**Goal:**
Convert the entries below into a JSON list of strings, one string per line, with blank lines left out.

▶

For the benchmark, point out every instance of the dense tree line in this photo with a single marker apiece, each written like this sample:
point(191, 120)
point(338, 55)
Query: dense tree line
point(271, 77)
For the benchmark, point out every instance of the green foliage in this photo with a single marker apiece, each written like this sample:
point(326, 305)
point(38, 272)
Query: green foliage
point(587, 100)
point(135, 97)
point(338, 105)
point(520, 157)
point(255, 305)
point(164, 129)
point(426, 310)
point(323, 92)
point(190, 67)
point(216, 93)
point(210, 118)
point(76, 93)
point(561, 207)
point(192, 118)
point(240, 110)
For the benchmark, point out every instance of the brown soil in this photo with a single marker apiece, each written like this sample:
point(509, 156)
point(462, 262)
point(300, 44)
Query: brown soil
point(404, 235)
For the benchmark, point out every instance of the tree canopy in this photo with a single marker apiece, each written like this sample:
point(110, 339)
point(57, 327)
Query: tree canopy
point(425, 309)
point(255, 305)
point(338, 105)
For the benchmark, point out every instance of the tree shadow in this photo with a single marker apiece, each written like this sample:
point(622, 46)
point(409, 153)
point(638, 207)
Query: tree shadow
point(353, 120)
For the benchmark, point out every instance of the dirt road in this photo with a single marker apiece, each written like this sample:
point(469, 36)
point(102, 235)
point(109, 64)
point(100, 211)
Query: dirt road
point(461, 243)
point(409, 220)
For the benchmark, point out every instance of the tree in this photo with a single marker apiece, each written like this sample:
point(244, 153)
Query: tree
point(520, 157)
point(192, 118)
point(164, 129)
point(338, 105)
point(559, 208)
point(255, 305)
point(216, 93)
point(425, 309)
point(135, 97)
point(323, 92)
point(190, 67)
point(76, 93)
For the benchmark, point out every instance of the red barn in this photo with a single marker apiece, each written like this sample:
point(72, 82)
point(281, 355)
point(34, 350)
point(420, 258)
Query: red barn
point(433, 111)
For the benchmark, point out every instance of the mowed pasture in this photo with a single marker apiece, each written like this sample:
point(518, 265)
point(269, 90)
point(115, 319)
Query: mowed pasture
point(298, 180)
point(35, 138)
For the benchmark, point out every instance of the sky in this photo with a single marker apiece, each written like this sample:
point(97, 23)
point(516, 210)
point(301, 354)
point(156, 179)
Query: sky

◀

**Written solution:**
[
  "For the benchmark, point out every instance of the dense tree line in this photo with a single marker apiece, each written like this sample:",
  "point(191, 120)",
  "point(338, 55)",
  "Query: dense tree line",
  "point(271, 77)",
  "For the benchmark, point out every instance of the green foliage in this photo with a single marker apiece, each written like this sample:",
  "point(326, 305)",
  "point(38, 272)",
  "Query: green foliage",
  "point(587, 100)",
  "point(135, 97)",
  "point(338, 105)",
  "point(520, 157)",
  "point(255, 305)",
  "point(164, 129)",
  "point(426, 310)",
  "point(323, 92)",
  "point(190, 67)",
  "point(216, 93)",
  "point(210, 118)",
  "point(76, 93)",
  "point(561, 207)",
  "point(192, 118)",
  "point(240, 110)",
  "For the benchmark, point out every instance of the brown soil in this photo with a single marker apiece, each written like this sample:",
  "point(509, 156)",
  "point(462, 262)",
  "point(300, 44)",
  "Query: brown soil",
  "point(404, 235)",
  "For the benchmark, point out every instance of the tree canopy in this photo with a single marker apiece, each written like this sample:",
  "point(110, 339)",
  "point(57, 327)",
  "Query: tree canopy",
  "point(425, 309)",
  "point(255, 305)",
  "point(338, 105)",
  "For the benchmark, point out every instance of the tree shadow in this photo with a single marker apiece, each written like this sample:",
  "point(622, 46)",
  "point(409, 153)",
  "point(638, 207)",
  "Query: tree shadow",
  "point(353, 120)",
  "For the benchmark, point out every instance of the dirt road in this photo with a single marker apiece, each written like this sample:",
  "point(469, 36)",
  "point(102, 235)",
  "point(109, 64)",
  "point(100, 211)",
  "Query: dirt road",
  "point(461, 243)",
  "point(409, 220)",
  "For the benchmark, point out every instance of the tree in this photo with a single marker apiece, each written like this sample:",
  "point(244, 153)",
  "Query: tree",
  "point(520, 157)",
  "point(192, 118)",
  "point(164, 129)",
  "point(338, 105)",
  "point(559, 208)",
  "point(255, 305)",
  "point(216, 93)",
  "point(425, 309)",
  "point(135, 97)",
  "point(323, 92)",
  "point(190, 67)",
  "point(76, 93)",
  "For the benchmark, point out every instance of the red barn in this photo with a single marker apiece, each written like this sample:",
  "point(72, 82)",
  "point(281, 355)",
  "point(34, 350)",
  "point(420, 258)",
  "Query: red barn",
  "point(433, 111)",
  "For the benchmark, point out every instance of the mowed pasture in this photo with a single marker apiece, each written like this sample:",
  "point(518, 265)",
  "point(269, 90)",
  "point(115, 319)",
  "Query: mowed pasture",
  "point(298, 180)",
  "point(35, 138)",
  "For the benchmark, point out every instance of the sky in this photo with a single marker apiece, each written like this sample:",
  "point(97, 23)",
  "point(516, 210)",
  "point(301, 354)",
  "point(156, 179)",
  "Query: sky"
]